___ 引用原文

【模型加速】PointPillars模型TensorRT加速实验(6)

最新推荐文章于 2022-10-07 23:16:34 发布

昌山小屋

最新推荐文章于 2022-10-07 23:16:34 发布

阅读量868

点赞数 1

分类专栏：点云处理 tensorrt 文章标签： PointPillars tensorrt

本文链接：https://blog.csdn.net/chuigedaqiqiu/article/details/119685669

版权

点云处理同时被 2 个专栏收录

41 篇文章 47 订阅

订阅专栏

tensorrt

12 篇文章 5 订阅

订阅专栏

在【模型加速】PointPillars模型TensorRT加速实验(5)文末给出的实验结果表明，当前针对PFN的TensorRT的加速方案是有缺陷的，相比直接使用Pytorch GPU推理非但没有达到理想的加速效果，反而是更慢了。当我把PFN推理代码中最核心的3个步骤的时间消耗都打印出来你可以明显的看到这样一个事实：主机内存和设备内存之间的数据拷贝耗时比你想象中的要大得多。

#sync
t1 = time.time()
for hdm in inputs_hdm:
cuda.memcpy_htod(hdm.device,hdm.host)
print("pfn memcpy host->device time: {:.2f} ms.".format((time.time()-t1)*1000))
 
t1 = time.time()
self.pfn_context.execute_v2(bindings=bindings_m)
print("pfn execute_v2 time: {:.2f} ms.".format((time.time()-t1)*1000))
 
t1 = time.time()
for hdm in outputs_hdm:
    cuda.memcpy_dtoh(hdm.host,hdm.device)
print("pfn memcpy device->host time: {:.2f} ms.".format((time.time()-t1)*1000))

########################
points_path: /data/sets/kitti_second/training/velodyne/000001.bin
pfn memcpy host->device time: 6.46 ms.
pfn execute_v2 time: 1.50 ms.
pfn memcpy device->host time: 0.25 ms.
########################
points_path: /data/sets/kitti_second/training/velodyne/000001.bin
pfn memcpy host->device time: 6.47 ms.
pfn execute_v2 time: 1.52 ms.
pfn memcpy device->host time: 0.26 ms.

实验走到这一步，会不会感觉在当前的环境上(x86+2080 rtx)上PointPillars模型按照既定的方案在推理速度上要超越Pytorch(GPU)基本上很难了，加速实验变成了"去Pytorch"实验。首先，PFN这一段就被Pytorch(GPU)甩在了后面，然后到了MFN这里。因为TensorRT还不支持Scatter操作，所以要用其他替代方案。其实也是这个原因导致网络被人为分割成3段。嘿嘿，不要着急。先按照既定方案走下去，只要思想不滑坡，办法总比困难多。

MFN推理

不考虑使用Pytorch来推理，MFN至少有两个个直接了当的方式:(1).由numpy通过索引操作在cpu上实现;(2).由cuda在gpu上实现。

方法一：

   def mfn_inference(self,voxel_features,coords,nchannels=64,nx=432,ny=496):
        indices = coords[:, 1] * nx + coords[:, 2] #coord=>(z,y,x)

______
___ 给定数据

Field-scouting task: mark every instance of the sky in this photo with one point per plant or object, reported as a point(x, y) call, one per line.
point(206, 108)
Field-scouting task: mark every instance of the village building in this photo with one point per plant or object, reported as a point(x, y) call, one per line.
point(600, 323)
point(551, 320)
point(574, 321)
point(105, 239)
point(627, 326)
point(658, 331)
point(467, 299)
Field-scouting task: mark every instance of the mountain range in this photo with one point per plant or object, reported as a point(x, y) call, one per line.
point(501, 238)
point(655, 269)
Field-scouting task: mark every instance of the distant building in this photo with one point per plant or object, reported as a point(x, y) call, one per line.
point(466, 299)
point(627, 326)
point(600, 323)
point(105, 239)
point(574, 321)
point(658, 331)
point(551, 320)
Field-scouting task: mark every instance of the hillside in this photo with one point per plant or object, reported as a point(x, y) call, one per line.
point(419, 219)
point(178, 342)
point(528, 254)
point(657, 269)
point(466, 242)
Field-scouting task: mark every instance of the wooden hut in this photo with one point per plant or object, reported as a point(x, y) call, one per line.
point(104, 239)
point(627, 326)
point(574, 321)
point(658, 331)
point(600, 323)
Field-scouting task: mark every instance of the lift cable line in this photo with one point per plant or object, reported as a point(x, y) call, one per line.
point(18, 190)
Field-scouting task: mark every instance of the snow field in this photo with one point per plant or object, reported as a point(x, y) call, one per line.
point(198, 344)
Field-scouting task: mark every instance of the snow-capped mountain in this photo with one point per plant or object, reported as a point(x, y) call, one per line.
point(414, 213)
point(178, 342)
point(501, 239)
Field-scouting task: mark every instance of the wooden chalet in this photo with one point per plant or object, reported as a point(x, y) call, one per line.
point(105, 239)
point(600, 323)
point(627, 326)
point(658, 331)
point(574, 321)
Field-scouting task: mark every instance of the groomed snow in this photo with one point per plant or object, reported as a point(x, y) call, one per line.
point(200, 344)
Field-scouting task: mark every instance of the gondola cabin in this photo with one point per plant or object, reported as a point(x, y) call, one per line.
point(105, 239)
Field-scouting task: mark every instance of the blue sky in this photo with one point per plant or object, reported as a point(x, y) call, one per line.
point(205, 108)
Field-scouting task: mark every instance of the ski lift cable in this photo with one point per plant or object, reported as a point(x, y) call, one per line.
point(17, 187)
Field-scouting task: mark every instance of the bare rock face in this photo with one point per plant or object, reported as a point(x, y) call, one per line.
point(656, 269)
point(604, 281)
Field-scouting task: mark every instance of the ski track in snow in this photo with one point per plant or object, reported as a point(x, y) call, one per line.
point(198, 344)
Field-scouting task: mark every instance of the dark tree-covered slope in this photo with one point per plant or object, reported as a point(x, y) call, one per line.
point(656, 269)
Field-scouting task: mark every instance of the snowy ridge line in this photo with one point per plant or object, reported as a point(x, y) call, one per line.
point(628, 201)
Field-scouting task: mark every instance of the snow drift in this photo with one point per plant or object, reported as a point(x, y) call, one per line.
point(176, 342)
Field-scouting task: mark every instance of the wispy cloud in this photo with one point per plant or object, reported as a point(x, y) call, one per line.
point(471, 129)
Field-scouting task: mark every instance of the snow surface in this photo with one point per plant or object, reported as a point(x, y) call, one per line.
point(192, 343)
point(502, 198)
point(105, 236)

______

→ 任务目标
从上面那篇PointPillars模型TensorRT加速文章的最后一行代码之后接着写下去。

→ 回答
        voxel_features = voxel_features.squeeze() #shape[1,64,N,1]=>shape[64,N]
        canvas = np.zeros(shape=(nchannels, nx*ny), dtype=voxel_features.dtype)
            
        canvas[:, indices] = voxel_features
        canvas = canvas.reshape((1, nchannels, ny, nx))
        return canvas

推理：

mfn infer time: 16.88 ms.
mfn infer time: 18.57 ms.
mfn infer time: 19.00 ms.
mfn infer time: 18.35 ms.
mfn infer time: 18.39 ms.
mfn infer time: 18.44 ms.
mfn infer time: 18.38 ms.
mfn infer time: 18.71 ms.
mfn infer time: 18.41 ms.
mfn infer time: 18.39 ms.

方法二：

def mfn_inference_by_cuda(self,voxel_features,coords,nchannels=64,nx=432,ny=496):
        t1 = time.time()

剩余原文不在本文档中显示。